◆ Required task ◆
Report each line of the entries below that contains the string "JSON".

(Records)
· · · · · · ·

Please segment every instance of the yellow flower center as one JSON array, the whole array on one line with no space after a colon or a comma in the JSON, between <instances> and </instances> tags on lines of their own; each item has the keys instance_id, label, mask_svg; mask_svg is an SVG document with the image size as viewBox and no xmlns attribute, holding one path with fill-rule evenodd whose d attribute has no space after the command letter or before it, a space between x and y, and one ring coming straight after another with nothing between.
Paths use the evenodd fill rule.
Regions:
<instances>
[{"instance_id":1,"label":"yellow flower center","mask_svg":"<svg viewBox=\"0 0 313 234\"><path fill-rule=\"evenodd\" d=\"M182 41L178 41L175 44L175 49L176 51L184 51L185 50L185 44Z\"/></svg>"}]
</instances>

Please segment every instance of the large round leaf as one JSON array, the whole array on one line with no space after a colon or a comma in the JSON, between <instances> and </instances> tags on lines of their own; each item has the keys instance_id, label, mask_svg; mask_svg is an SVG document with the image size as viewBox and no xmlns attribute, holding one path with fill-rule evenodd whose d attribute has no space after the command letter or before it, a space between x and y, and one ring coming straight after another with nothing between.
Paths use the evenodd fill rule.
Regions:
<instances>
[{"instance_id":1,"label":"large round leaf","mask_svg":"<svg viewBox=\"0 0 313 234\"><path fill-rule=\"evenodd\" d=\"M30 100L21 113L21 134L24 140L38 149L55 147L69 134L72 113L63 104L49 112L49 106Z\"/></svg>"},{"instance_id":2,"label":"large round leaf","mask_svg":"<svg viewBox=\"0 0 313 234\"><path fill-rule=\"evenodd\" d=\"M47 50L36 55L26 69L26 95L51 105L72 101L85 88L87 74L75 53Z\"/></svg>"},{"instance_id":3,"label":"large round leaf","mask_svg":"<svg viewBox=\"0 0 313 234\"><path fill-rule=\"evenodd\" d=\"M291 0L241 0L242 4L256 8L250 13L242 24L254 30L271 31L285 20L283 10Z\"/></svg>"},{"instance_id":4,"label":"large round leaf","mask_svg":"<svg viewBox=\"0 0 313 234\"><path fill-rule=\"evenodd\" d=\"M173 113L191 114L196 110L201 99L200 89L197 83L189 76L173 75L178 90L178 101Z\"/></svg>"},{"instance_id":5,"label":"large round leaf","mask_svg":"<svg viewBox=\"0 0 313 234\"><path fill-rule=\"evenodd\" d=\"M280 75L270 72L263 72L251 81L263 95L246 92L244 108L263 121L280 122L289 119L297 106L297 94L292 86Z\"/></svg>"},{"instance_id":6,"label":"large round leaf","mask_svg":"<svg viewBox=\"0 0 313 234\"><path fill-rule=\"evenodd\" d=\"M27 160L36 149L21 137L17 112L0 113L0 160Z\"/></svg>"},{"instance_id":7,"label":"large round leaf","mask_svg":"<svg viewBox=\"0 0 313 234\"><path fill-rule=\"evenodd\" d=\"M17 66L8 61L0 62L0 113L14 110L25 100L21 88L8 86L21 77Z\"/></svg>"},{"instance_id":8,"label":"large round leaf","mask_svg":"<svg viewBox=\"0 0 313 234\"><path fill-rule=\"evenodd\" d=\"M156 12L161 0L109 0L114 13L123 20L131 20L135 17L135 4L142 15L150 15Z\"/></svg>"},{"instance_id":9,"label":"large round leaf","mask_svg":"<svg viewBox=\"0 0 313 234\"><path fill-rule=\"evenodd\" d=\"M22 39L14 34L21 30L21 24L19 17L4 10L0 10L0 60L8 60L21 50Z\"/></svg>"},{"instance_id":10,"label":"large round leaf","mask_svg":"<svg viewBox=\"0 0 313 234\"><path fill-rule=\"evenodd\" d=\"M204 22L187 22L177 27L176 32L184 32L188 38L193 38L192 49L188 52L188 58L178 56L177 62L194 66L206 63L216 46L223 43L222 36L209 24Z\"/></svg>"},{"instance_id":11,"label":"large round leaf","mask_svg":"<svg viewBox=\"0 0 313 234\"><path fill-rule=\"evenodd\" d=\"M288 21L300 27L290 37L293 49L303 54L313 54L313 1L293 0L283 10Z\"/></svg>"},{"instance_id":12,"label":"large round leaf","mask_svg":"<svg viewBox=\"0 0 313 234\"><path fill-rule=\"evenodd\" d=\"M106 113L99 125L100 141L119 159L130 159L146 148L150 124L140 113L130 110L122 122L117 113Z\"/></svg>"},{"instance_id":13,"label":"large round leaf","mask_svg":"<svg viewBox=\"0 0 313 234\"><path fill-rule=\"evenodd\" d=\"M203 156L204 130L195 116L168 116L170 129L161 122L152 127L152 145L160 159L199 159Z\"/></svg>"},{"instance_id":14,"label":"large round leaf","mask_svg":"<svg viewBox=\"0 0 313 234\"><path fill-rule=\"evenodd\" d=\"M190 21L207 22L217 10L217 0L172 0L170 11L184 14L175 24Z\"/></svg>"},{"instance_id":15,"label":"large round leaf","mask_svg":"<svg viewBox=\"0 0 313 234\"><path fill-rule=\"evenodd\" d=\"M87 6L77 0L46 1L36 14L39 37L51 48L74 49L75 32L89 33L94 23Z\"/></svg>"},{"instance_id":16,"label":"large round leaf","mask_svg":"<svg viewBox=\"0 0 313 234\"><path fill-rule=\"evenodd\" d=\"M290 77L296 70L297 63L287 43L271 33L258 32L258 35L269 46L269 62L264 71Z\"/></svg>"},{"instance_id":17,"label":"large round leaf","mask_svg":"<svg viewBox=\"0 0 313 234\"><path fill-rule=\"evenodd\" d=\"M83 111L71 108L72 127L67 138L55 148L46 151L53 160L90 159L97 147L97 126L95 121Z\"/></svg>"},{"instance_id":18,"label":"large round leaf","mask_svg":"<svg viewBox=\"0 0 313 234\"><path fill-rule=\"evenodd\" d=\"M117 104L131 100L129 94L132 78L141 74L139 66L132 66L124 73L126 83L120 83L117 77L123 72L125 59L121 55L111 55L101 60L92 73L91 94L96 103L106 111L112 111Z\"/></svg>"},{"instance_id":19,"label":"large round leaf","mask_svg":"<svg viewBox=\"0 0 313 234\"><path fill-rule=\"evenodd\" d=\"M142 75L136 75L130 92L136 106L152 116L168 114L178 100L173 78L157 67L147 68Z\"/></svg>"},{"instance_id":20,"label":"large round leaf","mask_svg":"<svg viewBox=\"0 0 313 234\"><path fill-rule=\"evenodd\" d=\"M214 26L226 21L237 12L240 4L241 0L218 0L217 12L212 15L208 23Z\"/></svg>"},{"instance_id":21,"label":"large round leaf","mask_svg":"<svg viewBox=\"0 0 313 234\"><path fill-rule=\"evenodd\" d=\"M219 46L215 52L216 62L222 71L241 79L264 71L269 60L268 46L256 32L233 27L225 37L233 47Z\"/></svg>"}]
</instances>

· · · · · · ·

◆ Task solution ◆
Please segment every instance of the yellow flower center as one JSON array, the whole array on one line with no space after a colon or a comma in the JSON, between <instances> and </instances> tags on lines of their own; each item has the keys instance_id, label, mask_svg; mask_svg is an SVG document with the image size as viewBox and no xmlns attribute, holding one path with fill-rule evenodd whose d attribute has no space after the command letter or before it, a space between x and y, and one ring coming straight after another with nothing between.
Please segment every instance of the large round leaf as one JSON array, the whole array on one line with no space after a colon or a comma in the JSON, between <instances> and </instances> tags on lines of their own; each item has the keys instance_id, label, mask_svg; mask_svg is an SVG document with the image size as viewBox and no xmlns attribute, holding one path with fill-rule evenodd whose d attribute has no space after the command letter or before it, a space between x and y, and one ring coming straight after another with nothing between.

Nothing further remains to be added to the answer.